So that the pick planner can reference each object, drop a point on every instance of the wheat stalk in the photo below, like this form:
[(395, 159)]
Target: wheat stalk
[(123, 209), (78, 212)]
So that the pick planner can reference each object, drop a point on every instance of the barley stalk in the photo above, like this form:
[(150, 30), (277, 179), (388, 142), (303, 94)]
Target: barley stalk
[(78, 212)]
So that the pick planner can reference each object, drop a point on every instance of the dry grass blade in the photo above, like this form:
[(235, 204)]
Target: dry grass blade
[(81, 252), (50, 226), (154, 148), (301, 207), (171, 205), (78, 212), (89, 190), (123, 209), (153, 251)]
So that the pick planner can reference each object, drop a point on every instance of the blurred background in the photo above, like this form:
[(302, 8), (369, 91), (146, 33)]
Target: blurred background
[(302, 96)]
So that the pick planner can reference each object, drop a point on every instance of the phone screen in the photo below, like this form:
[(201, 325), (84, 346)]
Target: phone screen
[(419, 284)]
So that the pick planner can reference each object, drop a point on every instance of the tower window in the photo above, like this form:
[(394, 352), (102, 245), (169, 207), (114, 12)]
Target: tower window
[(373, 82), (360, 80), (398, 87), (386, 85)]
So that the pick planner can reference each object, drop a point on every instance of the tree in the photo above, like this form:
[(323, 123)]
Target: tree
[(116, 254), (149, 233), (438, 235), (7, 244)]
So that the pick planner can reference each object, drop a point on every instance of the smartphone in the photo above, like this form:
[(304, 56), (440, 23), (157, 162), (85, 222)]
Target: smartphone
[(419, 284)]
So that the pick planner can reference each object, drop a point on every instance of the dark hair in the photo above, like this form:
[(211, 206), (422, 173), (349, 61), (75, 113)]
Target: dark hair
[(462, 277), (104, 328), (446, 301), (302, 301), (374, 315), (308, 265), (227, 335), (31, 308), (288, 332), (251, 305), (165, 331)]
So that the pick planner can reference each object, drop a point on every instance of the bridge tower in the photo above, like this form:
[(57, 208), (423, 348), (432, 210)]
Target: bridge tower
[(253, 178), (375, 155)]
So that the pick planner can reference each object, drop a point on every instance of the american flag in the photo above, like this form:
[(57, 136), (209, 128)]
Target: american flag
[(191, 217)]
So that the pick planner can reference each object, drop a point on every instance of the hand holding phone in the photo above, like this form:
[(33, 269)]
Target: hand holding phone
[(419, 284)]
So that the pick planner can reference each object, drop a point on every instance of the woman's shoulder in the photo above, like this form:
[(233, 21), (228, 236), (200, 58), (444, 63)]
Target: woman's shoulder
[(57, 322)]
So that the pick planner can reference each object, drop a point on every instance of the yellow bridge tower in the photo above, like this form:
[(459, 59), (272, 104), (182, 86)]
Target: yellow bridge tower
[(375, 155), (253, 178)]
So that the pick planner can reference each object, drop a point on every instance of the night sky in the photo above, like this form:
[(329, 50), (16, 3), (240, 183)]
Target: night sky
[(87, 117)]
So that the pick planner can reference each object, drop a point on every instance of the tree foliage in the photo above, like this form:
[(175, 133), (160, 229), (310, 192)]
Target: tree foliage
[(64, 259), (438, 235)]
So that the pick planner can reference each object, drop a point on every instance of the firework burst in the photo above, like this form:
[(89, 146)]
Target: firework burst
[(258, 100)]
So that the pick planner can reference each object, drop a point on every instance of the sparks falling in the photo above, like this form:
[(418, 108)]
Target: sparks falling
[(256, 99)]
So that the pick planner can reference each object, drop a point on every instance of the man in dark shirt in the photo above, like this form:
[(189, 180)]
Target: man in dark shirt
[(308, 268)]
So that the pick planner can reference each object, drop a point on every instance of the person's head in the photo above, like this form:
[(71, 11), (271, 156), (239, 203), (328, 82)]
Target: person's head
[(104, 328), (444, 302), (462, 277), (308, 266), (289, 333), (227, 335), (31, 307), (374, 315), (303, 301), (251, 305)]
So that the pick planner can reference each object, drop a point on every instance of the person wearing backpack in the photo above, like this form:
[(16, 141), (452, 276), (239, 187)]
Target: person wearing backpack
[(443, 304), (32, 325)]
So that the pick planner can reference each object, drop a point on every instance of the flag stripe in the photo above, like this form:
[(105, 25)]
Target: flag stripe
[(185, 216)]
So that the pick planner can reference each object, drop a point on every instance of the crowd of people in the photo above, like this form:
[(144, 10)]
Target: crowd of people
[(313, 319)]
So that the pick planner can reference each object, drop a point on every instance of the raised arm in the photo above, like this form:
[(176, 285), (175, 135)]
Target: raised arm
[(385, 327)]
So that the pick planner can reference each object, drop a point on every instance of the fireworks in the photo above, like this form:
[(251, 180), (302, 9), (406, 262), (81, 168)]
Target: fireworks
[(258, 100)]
================
Work to be completed: Every record shown above should be written out again exactly.

Exercise solution:
So that the pick planner can reference each object, drop a point on every instance of the wheat stalk in the photo below, like this form:
[(395, 159)]
Target: wheat stalk
[(123, 209), (78, 212)]
So that the pick planner can reference each object, drop a point on every instance of the barley stalk in the photo above, like this form:
[(150, 30), (277, 179), (388, 142), (303, 94)]
Target: barley stalk
[(78, 212)]
So that the pick planner can reference each object, drop a point on every instance of the dry grass blade in the photo above, like this form:
[(235, 204)]
Target: dry grass blade
[(81, 252), (50, 226), (154, 148), (301, 207), (171, 205), (78, 212), (89, 190), (123, 209), (153, 251)]
So that the pick planner can reference each object, drop a point on every instance of the blurred background in the photo above, like this form:
[(302, 8), (369, 91), (146, 33)]
Target: blurred background
[(302, 96)]
So that the pick planner can reference each object, drop a point on every instance of the phone screen in the photo below, like this form:
[(201, 325), (84, 346)]
Target: phone screen
[(419, 284)]
So that the pick planner can reference each object, drop a point on every instance of the tower window in the photo above, like this form:
[(394, 352), (102, 245), (169, 207), (114, 12)]
Target: tower window
[(373, 82), (360, 80), (398, 87), (386, 85)]
So that the pick planner can reference each object, drop a point on every instance of the tree in the photo above, like this form:
[(323, 123)]
Target: tree
[(116, 254), (149, 233), (438, 235), (7, 244)]
So that the pick planner can reference each object, drop a point on every instance of the smartphone in the photo above, like this form:
[(304, 56), (440, 23), (157, 162), (85, 222)]
Target: smartphone
[(419, 284)]
So that the pick planner can reference each object, drop a point on every instance of the dark hair in the photo above, like this form:
[(211, 206), (422, 173), (349, 61), (75, 113)]
Target: dark hair
[(462, 277), (104, 328), (446, 301), (302, 301), (374, 315), (308, 265), (227, 335), (31, 308), (288, 332), (251, 305), (165, 331)]
So that the pick planner can reference each object, drop a point on every instance of the bridge tower in the photo above, like this form:
[(57, 208), (423, 348), (432, 210)]
Target: bridge tower
[(253, 178), (375, 155)]
So that the pick planner can reference each object, drop a point on every instance of the american flag in the photo above, like this form:
[(57, 136), (209, 128)]
Target: american flag
[(191, 217)]
So that the pick planner can reference each object, drop a point on every instance of the hand holding phone in the photo above, like this form:
[(33, 269)]
Target: hand holding phone
[(419, 284)]
So that the pick planner can reference each object, drop a point on every instance of the woman's shoulder in the photo above, like this form:
[(233, 21), (228, 236), (200, 58), (444, 63)]
Target: woman's shoulder
[(57, 322)]
So that the pick planner can reference each object, drop a point on every instance of the yellow bridge tower in the photo above, like this form:
[(459, 59), (272, 104), (182, 86)]
Target: yellow bridge tower
[(375, 155), (253, 178)]
So that the pick planner can reference each object, drop a point on every instance of the night sky in the photo above, like this form:
[(329, 50), (16, 3), (240, 183)]
Target: night sky
[(87, 117)]
So that the pick planner can reference each object, drop a point on every instance of the tree foliage in the photo above, like this form:
[(175, 133), (160, 229), (310, 192)]
Target: tree foliage
[(64, 259), (438, 235)]
So that the pick planner can reference each object, drop a point on every instance of the firework burst in the photo above, like this form:
[(89, 146)]
Target: firework burst
[(258, 100)]
So that the pick planner can reference each object, drop a point on every instance of the sparks falling in the photo above, like this form:
[(418, 108)]
Target: sparks falling
[(256, 99)]
So that the pick planner can reference each object, drop a point on every instance of the man in dark shirt in the photo above, like this form:
[(189, 180)]
Target: man in dark shirt
[(308, 268)]
So that the pick planner can reference each object, drop a point on every instance of the person's head in the photo above, like this form:
[(71, 11), (271, 156), (239, 203), (328, 82)]
Target: person's head
[(104, 328), (444, 302), (462, 277), (308, 266), (289, 333), (227, 335), (31, 307), (374, 315), (303, 301), (251, 305)]
So that the pick planner can reference each object, drop a point on every instance of the person wearing backpack in the photo above, like this form:
[(16, 141), (452, 276), (239, 187)]
Target: person wearing backpack
[(443, 304), (32, 325)]
So that the pick planner can reference each object, drop a point on every instance of the flag stripe in the photo above, like this form:
[(105, 25)]
Target: flag stripe
[(185, 216)]
So that the pick planner can reference each object, drop a point on every instance of the crowd of people in the photo above, like this form:
[(144, 10)]
Target: crowd of people
[(313, 319)]
So that the pick planner can reference each object, drop a point on every instance of the raised arm in the photo above, like this form:
[(176, 285), (175, 135)]
Target: raised arm
[(385, 327)]
So that the pick planner can reference each object, drop a point on every instance of the fireworks in the photo above, like this form:
[(251, 180), (302, 9), (406, 262), (81, 168)]
Target: fireworks
[(258, 100)]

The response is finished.